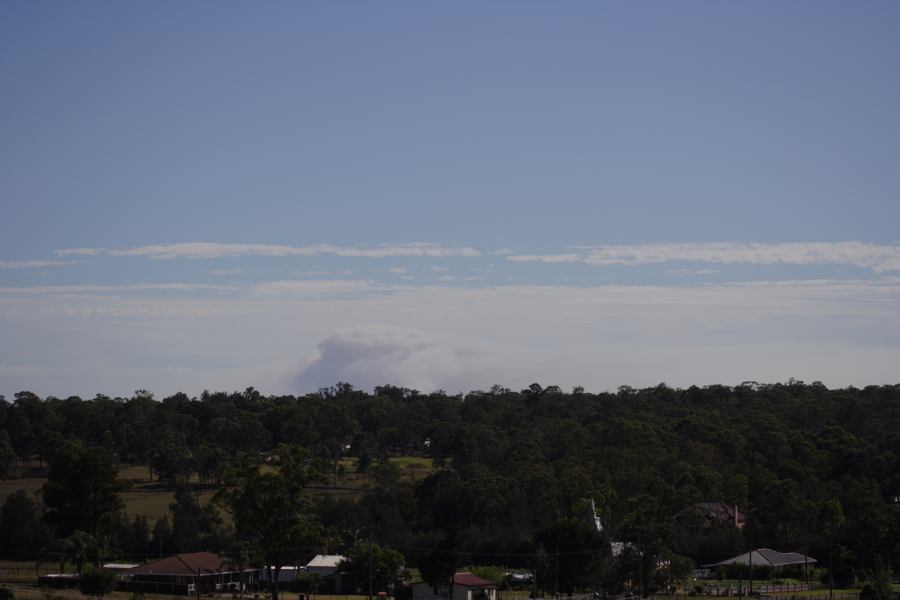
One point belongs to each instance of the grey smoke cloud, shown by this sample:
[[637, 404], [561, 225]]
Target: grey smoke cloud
[[372, 355]]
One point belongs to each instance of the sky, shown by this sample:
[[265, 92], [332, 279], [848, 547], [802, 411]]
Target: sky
[[447, 195]]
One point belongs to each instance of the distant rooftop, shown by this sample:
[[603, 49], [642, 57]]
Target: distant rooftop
[[325, 560], [767, 556]]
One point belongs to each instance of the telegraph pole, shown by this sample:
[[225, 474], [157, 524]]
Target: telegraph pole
[[370, 562]]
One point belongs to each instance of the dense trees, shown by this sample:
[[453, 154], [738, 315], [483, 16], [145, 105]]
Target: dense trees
[[271, 511], [813, 468]]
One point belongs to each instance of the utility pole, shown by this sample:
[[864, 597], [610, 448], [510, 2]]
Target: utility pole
[[750, 587], [556, 576], [370, 562]]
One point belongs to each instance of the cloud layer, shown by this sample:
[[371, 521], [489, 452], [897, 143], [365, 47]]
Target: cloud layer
-*-*-
◆ **TASK OBJECTIVE**:
Return the listing above verbatim, line by line in its original order, and omit the picture.

◆ **RESULT OF THE EXERCISE**:
One point belongs to each instance of the grey smoke cloud, shown by this sample:
[[637, 404], [561, 225]]
Target: grey smoke cloud
[[372, 355]]
One point belongs to each instance of the sky, shown by this sample:
[[265, 92], [332, 279], [848, 547], [802, 411]]
Target: sky
[[447, 195]]
One point belongs to each instance of the distant rooftop, shown by this sample:
[[603, 49], [642, 57]]
Target: distant rooftop
[[325, 560], [767, 556]]
One point belongs to each instance of the telegraph pole, shown by this sample:
[[225, 474], [157, 524]]
Target: telegraph pole
[[370, 562]]
One point belongs to each instance of the dense trees, shown by this sample:
[[453, 154], [738, 315], [483, 16], [145, 105]]
Target: dense trees
[[271, 511], [813, 468]]
One point belongs to each instance of the utility pole, shown by this sample:
[[864, 597], [610, 448], [510, 2]]
Target: utility pole
[[750, 587], [556, 576], [370, 562]]
One point belongs to each instance of the cloud layer, shown by this sample:
[[371, 521], [489, 452], [897, 143], [365, 47]]
Target: cloud layer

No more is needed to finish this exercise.